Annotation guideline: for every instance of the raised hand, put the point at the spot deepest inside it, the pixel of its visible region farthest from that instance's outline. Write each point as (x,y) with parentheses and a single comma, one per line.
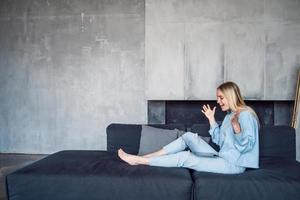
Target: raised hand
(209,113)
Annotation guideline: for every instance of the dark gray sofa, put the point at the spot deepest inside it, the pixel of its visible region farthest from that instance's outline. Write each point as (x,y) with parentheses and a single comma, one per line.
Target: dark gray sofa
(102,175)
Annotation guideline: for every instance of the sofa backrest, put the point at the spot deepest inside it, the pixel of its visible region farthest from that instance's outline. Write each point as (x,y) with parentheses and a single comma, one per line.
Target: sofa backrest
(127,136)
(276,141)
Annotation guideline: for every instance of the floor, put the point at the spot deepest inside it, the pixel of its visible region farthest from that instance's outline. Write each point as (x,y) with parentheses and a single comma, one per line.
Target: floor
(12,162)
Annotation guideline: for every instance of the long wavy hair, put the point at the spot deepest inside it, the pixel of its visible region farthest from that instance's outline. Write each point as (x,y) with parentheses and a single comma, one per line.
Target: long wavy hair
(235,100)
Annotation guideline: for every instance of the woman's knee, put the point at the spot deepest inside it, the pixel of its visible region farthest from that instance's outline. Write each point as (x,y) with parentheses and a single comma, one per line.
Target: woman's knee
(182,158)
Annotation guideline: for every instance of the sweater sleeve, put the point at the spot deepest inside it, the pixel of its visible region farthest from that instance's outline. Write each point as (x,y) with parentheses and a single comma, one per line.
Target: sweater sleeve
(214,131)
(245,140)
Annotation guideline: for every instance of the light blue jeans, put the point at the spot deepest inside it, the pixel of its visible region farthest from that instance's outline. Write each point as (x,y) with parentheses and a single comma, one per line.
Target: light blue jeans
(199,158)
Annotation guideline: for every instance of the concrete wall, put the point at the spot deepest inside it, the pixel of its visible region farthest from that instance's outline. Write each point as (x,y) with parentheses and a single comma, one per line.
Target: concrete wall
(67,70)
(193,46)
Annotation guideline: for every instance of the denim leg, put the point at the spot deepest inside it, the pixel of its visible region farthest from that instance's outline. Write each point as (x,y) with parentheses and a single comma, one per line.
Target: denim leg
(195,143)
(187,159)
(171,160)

* * * * * * *

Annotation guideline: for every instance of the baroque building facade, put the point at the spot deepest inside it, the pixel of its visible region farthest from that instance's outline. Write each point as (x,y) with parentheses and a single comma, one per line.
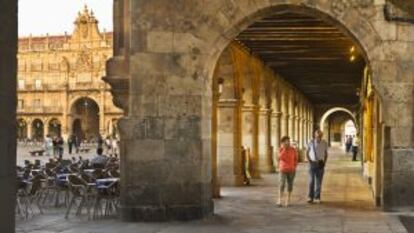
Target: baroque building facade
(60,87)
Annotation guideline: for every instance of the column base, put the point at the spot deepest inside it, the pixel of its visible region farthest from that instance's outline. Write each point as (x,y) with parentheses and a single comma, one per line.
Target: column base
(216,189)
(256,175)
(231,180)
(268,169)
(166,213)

* * * * * * *

§ Exercise requirements
Please pull out each line of the records above that contains the string "gray". Case counts.

§ Reply
Annotation guideline: for every instance of the dark gray sofa, put the point at the spot deepest inside it, the pixel of its visible region farthest from that instance's outline. Write each point as (x,y) with parentheses and a single comma, one per line.
Target: dark gray sofa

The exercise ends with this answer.